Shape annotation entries
** begin **
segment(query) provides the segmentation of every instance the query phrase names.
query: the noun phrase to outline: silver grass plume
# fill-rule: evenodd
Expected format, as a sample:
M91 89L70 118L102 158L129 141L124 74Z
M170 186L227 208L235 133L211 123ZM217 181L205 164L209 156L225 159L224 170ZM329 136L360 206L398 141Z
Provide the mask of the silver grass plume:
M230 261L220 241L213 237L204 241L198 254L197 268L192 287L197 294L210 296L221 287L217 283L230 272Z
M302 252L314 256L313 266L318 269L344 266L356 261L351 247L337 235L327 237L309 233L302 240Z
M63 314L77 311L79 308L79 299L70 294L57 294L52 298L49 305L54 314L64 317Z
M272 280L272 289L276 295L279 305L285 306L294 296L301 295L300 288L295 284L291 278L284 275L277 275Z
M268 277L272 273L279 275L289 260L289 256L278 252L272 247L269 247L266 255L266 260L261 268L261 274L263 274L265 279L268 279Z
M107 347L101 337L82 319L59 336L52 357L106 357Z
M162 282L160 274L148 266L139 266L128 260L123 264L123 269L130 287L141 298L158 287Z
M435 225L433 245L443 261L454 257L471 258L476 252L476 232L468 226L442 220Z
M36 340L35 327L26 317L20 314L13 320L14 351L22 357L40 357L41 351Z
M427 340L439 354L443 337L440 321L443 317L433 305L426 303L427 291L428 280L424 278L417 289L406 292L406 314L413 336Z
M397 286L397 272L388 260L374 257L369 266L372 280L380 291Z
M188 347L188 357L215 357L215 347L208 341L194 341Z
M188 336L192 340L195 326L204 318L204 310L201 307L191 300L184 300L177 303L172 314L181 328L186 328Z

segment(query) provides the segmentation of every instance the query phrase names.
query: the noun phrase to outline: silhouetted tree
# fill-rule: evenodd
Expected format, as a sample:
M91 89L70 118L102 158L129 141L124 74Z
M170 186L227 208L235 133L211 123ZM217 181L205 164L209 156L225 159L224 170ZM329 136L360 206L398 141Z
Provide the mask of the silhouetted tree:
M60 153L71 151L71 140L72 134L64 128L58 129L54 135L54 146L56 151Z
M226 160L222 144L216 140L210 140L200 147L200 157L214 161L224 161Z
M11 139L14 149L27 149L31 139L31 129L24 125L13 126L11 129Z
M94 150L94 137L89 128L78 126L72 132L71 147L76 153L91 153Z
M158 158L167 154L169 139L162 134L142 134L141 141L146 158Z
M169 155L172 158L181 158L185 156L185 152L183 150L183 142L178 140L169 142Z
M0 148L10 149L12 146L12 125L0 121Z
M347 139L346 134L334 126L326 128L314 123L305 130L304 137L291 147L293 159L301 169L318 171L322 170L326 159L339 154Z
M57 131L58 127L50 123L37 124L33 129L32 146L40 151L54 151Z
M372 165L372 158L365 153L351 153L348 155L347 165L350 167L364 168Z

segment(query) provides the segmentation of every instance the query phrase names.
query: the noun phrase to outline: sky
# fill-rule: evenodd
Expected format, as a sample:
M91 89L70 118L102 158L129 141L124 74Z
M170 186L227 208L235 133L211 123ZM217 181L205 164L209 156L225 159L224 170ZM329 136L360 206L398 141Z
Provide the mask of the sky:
** end **
TASK DETAILS → Repeat every line of the entries above word for word.

FULL ANSWER →
segment(query) provides the segmentation of every instance the query phrase names.
query: the noun phrase to outline: silver grass plume
# fill-rule: evenodd
Expected format, as a sample:
M91 89L70 118L102 158L129 141L124 74Z
M170 186L227 208L235 133L211 123ZM217 181L205 164L209 156L225 159L224 170ZM329 136L360 206L398 141Z
Provide the mask of the silver grass plume:
M230 261L220 241L213 237L204 241L198 254L197 268L192 287L197 294L210 296L221 287L217 283L230 272Z
M302 252L314 256L313 266L318 269L344 266L356 261L351 247L337 235L327 237L309 233L302 240Z
M63 314L77 311L79 308L79 299L70 294L57 294L52 298L49 305L54 314L64 317Z
M272 280L272 289L276 295L279 305L285 306L294 296L301 295L300 288L295 284L291 278L284 275L277 275Z
M268 277L272 273L279 275L289 260L289 256L278 252L272 247L269 247L266 255L266 260L261 268L261 274L263 274L265 279L268 279Z
M107 347L101 337L82 319L59 336L52 357L106 357Z
M162 282L160 274L148 266L139 266L128 260L123 264L123 269L130 287L141 298L158 287Z
M435 225L433 245L443 261L454 257L471 258L476 252L476 232L468 226L442 220Z
M36 340L35 327L26 317L20 314L13 320L14 351L22 357L40 357L41 351Z
M427 340L439 354L443 337L440 321L443 317L433 305L426 303L427 291L428 280L424 278L417 289L406 292L406 314L413 336Z
M397 286L397 272L388 260L374 257L369 266L372 280L380 291Z
M188 347L188 357L215 357L215 347L208 341L194 341Z
M188 336L192 340L195 326L204 318L204 310L201 307L191 300L184 300L177 303L172 314L181 328L186 328Z

segment(query) provides the segmentation of every instance the query phrase names.
query: the noun phrase to outline: silhouetted tree
# fill-rule: evenodd
Expected format, as a sample:
M91 89L70 118L102 158L129 141L124 74Z
M170 186L227 208L235 133L211 123ZM217 181L205 164L209 156L225 159L224 170ZM329 136L360 206L398 141Z
Provide the mask of the silhouetted tree:
M60 153L71 151L71 140L72 134L64 128L58 129L54 135L54 146L56 151Z
M226 160L222 144L216 140L210 140L200 147L200 157L214 161L224 161Z
M11 139L14 149L27 149L31 139L31 129L24 125L13 126L11 129Z
M94 150L94 137L89 128L78 126L72 132L71 147L76 153L91 153Z
M158 158L167 154L169 139L162 134L142 134L141 141L146 158Z
M169 155L172 158L181 158L185 156L185 152L183 150L183 142L178 140L169 142Z
M0 148L10 149L12 146L12 125L0 121Z
M347 139L346 134L334 126L326 128L314 123L305 130L304 137L291 147L293 159L301 169L318 171L322 170L326 159L339 154Z
M57 131L58 127L50 123L37 124L33 129L32 146L40 151L54 151Z
M372 165L372 158L365 153L351 153L348 155L347 165L350 167L364 168Z

segment(query) provides the segmentation of every instance the query phrase names.
query: the noun phrase to outline: sky
# fill-rule: evenodd
Expected format, as a sample:
M91 89L70 118L102 158L129 141L124 74Z
M170 186L227 208L235 133L211 123ZM217 181L205 164L209 156L225 159L224 170ZM329 136L360 206L398 141Z
Provide the mask of the sky:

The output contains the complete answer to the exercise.